[Records excerpted from a collection]
┄┄┄┄┄┄

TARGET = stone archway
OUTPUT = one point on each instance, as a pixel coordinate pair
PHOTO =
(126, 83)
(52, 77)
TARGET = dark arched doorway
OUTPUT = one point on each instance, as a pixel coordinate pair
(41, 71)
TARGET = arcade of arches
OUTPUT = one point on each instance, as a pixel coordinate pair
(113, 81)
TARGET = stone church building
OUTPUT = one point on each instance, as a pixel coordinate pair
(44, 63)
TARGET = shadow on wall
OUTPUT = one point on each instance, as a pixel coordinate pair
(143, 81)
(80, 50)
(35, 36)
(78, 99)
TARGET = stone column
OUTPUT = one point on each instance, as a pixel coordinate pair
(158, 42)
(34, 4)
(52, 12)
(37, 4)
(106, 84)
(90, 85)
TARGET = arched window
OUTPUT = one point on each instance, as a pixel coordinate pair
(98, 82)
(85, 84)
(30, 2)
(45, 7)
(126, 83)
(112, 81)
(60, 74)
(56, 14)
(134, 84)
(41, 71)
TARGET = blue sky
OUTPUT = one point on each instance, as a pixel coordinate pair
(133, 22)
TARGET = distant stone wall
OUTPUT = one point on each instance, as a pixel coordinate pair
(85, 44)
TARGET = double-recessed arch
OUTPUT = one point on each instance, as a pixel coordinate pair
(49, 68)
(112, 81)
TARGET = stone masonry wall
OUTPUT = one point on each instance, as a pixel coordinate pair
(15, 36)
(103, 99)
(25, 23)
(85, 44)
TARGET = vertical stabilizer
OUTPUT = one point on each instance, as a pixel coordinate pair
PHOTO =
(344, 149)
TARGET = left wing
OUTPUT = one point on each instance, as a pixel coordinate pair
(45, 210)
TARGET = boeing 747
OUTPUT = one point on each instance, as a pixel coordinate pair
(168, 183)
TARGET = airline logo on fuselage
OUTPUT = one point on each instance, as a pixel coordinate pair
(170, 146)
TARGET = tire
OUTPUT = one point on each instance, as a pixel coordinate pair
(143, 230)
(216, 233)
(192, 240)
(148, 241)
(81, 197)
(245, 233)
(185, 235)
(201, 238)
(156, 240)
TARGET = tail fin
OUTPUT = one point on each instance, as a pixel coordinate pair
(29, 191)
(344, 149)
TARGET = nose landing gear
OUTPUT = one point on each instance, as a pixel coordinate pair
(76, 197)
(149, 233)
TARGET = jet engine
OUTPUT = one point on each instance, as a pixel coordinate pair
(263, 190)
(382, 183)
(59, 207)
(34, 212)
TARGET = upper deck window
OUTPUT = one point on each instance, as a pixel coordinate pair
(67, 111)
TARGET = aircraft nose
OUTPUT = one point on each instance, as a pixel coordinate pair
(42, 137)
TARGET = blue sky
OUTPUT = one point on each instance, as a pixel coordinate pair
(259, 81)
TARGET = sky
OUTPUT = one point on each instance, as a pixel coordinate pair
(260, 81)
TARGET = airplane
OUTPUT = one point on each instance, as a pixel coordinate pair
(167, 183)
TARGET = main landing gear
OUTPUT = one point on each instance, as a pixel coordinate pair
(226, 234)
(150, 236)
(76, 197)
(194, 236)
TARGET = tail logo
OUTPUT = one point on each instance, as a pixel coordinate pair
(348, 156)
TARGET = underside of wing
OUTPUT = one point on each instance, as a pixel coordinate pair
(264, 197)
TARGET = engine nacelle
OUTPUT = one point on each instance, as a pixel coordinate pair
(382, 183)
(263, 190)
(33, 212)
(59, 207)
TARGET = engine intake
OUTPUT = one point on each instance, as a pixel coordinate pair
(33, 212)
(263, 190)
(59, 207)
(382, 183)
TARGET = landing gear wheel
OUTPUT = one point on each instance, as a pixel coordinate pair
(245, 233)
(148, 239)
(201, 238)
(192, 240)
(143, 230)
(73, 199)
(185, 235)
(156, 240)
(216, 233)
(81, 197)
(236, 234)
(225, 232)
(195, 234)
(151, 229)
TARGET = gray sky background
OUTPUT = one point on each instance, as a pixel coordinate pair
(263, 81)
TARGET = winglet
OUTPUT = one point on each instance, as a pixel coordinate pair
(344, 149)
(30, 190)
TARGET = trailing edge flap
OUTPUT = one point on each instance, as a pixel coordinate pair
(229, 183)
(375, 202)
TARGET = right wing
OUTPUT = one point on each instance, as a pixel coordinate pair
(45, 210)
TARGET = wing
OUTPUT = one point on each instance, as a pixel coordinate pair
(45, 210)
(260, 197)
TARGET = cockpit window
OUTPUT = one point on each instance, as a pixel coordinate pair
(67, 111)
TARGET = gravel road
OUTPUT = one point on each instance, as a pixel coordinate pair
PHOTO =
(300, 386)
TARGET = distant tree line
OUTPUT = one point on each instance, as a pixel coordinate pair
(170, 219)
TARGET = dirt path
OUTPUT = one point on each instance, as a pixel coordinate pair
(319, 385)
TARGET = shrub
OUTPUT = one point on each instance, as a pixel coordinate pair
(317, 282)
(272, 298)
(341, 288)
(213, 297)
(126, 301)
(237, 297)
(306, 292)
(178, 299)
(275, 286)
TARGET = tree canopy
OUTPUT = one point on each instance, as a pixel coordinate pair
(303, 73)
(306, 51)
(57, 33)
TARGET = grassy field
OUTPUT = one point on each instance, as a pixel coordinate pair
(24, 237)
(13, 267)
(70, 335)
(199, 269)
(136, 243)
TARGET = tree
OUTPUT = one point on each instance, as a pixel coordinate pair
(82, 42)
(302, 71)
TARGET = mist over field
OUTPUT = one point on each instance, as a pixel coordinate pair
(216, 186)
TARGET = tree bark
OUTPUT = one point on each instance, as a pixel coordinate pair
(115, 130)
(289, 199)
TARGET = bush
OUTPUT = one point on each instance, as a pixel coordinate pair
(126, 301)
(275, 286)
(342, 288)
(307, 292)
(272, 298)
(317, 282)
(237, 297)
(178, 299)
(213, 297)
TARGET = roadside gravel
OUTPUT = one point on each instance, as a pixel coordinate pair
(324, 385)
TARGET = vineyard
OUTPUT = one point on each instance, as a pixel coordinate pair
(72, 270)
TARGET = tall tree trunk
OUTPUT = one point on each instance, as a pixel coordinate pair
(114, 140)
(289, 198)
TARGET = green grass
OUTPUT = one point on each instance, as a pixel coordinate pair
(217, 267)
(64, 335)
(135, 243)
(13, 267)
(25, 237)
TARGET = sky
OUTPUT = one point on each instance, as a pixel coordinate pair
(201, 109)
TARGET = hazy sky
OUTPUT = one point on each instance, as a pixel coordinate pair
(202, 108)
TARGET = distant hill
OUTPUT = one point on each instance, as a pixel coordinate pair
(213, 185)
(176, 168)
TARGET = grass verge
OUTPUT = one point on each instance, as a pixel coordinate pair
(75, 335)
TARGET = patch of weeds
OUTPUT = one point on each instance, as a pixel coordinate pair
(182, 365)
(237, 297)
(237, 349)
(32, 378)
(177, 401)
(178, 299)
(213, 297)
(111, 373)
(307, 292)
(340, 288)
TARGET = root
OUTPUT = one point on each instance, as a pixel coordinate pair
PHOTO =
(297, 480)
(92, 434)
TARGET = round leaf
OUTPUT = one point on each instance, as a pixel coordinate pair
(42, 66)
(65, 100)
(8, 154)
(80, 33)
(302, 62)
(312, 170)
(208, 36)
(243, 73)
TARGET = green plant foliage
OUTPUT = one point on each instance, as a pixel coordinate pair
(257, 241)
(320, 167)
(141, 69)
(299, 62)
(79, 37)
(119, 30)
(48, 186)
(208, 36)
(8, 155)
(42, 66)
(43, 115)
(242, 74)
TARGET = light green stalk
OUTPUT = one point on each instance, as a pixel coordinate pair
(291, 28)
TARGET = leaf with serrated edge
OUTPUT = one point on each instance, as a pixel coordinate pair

┄┄┄┄┄┄

### Work required
Quote exactly and only the lines from the one holding "TARGET = round leaf" through the end of the data.

### Task solution
TARGET = round leaf
OUTPUT = one point on each instance, as a pixel coordinate pair
(42, 66)
(65, 100)
(8, 154)
(80, 33)
(302, 62)
(312, 170)
(208, 36)
(243, 73)
TARGET = green plant foliage
OUTPUT = one point on each instance, as a pixel coordinate pair
(257, 241)
(320, 167)
(141, 69)
(299, 62)
(79, 37)
(119, 30)
(48, 186)
(208, 36)
(8, 155)
(42, 66)
(43, 115)
(242, 74)
TARGET = light green stalk
OUTPUT = one point on each instance, as a pixel coordinate pair
(291, 28)
TARGET = leaf with serrated edge
OUTPUT = one point on each instance, as a pixel coordinate pair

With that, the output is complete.